• Data for the task

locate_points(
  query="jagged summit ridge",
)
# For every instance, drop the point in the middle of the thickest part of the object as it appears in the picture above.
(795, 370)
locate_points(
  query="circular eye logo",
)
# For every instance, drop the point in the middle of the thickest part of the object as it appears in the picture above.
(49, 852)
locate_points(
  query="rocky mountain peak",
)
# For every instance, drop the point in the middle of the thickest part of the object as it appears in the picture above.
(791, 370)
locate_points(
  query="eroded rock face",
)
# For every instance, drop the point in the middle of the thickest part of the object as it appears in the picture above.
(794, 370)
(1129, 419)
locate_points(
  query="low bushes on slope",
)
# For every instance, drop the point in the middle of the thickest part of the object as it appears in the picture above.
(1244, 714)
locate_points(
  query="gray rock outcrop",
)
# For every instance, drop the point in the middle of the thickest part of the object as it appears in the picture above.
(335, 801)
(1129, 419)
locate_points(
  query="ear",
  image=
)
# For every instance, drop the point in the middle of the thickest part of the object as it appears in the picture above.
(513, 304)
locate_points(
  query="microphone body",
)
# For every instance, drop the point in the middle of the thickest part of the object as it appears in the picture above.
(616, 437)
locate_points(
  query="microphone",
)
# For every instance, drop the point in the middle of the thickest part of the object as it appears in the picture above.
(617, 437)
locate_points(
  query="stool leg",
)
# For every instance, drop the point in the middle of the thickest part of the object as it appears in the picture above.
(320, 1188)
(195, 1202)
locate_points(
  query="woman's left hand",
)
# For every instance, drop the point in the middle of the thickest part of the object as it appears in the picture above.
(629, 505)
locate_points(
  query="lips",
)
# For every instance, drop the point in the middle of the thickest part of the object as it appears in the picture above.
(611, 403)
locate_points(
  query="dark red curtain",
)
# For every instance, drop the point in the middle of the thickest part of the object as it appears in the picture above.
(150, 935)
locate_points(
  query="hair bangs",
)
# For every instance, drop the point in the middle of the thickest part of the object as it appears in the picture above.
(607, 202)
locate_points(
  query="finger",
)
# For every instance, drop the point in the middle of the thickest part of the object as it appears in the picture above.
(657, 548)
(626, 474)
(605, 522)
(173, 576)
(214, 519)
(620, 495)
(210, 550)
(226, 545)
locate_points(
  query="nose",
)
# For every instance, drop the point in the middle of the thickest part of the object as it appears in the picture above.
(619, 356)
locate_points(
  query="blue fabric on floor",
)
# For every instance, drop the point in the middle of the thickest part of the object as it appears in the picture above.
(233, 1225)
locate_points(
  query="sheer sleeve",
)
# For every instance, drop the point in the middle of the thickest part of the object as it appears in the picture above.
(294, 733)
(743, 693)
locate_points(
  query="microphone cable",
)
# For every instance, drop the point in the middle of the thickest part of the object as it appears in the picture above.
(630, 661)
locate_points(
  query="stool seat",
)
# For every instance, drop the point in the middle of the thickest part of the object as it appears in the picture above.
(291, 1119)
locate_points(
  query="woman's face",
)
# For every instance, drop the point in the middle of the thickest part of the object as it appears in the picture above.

• Task prompt
Set down each entry again, unchanged.

• Finished exercise
locate_points(
  query="jagged summit ridge",
)
# For every instance, drop the point in the middle of the thickest part of the object as it appears in the picture above.
(795, 370)
locate_points(
  query="circular eye logo",
)
# For every instance, drop the point in the middle of the thickest part of the object as it appears in the picture above.
(49, 852)
locate_points(
  query="rocky mountain peak",
)
# For every instance, drop the point in the middle of the thickest part of the object as it appears in the picture above.
(791, 370)
locate_points(
  query="eroded rock face",
)
# For every instance, drop the point in the middle of the thickest part of the object as it appears in the picture above.
(794, 370)
(1129, 419)
locate_points(
  query="low bushes on slope",
)
# For every instance, drop the point in the middle of the thickest part of the object as it appears in the picture above.
(1244, 714)
locate_points(
  query="gray rock outcrop",
)
# For every instance, drop the point in the middle of the thickest part of the object as it appears in the picture above.
(335, 801)
(1129, 419)
locate_points(
  query="ear",
  image=
)
# For every instance, drop the point in the middle of the thickest part of the object as it appears in the picture above.
(513, 304)
locate_points(
  query="microphone body",
)
# For every instance, drop the point in the middle of the thickest part of the object as it appears in the picture above.
(616, 437)
locate_points(
  query="microphone",
)
# For every instance, drop the point in the middle of the thickest part of the object as it appears in the picture above.
(617, 437)
locate_points(
  query="stool leg",
)
# For every instance, drop the point in the middle of the thickest part of the object as it appears in the picture above.
(320, 1188)
(195, 1202)
locate_points(
  query="woman's left hand",
)
# For every instance, drop the point in the middle of the thickest part of the object as it appears in the picture above.
(629, 505)
locate_points(
  query="lips",
)
# For every instance, drop the point in the middle of the thickest part of the object as it appears in the picture above.
(611, 403)
locate_points(
  query="dark red curtain",
)
# For every instance, drop the point in the middle of the thickest part of the object as it appears in the picture above.
(150, 935)
locate_points(
  query="hair bangs",
)
# For every instance, drop the point in the middle of the thickest part of the object as it appears in the picture above.
(607, 202)
locate_points(
  query="finger",
)
# For every instance, drop the point in the middle of the thickest part of the object as it appears in the picture above.
(657, 548)
(626, 474)
(605, 522)
(173, 576)
(214, 519)
(620, 495)
(210, 550)
(226, 545)
locate_points(
  query="nose",
)
# For every instance, drop the point in the middle of the thickest part of the object as it appears in the picture above.
(619, 356)
locate_points(
  query="blue fabric on floor",
)
# For every instance, drop the point in the middle of the thickest part of the object as it appears in the picture above.
(233, 1225)
locate_points(
  query="sheer sleeve",
)
# For every instance, drop the point in the middle of the thickest part of the object as it appears in the picture above.
(294, 733)
(743, 693)
locate_points(
  query="microphone cable",
)
# For every instance, drop the point in the middle of the thickest part of the object as it appears in the picture above.
(630, 661)
locate_points(
  query="stool seat",
)
# For every instance, drop the point in the middle of the thickest part of the object as it appears in the picture above.
(291, 1119)
locate_points(
  query="woman's face",
)
# For every instance, drop the point in the middle of the thickest part of the object as it appears in the picture above.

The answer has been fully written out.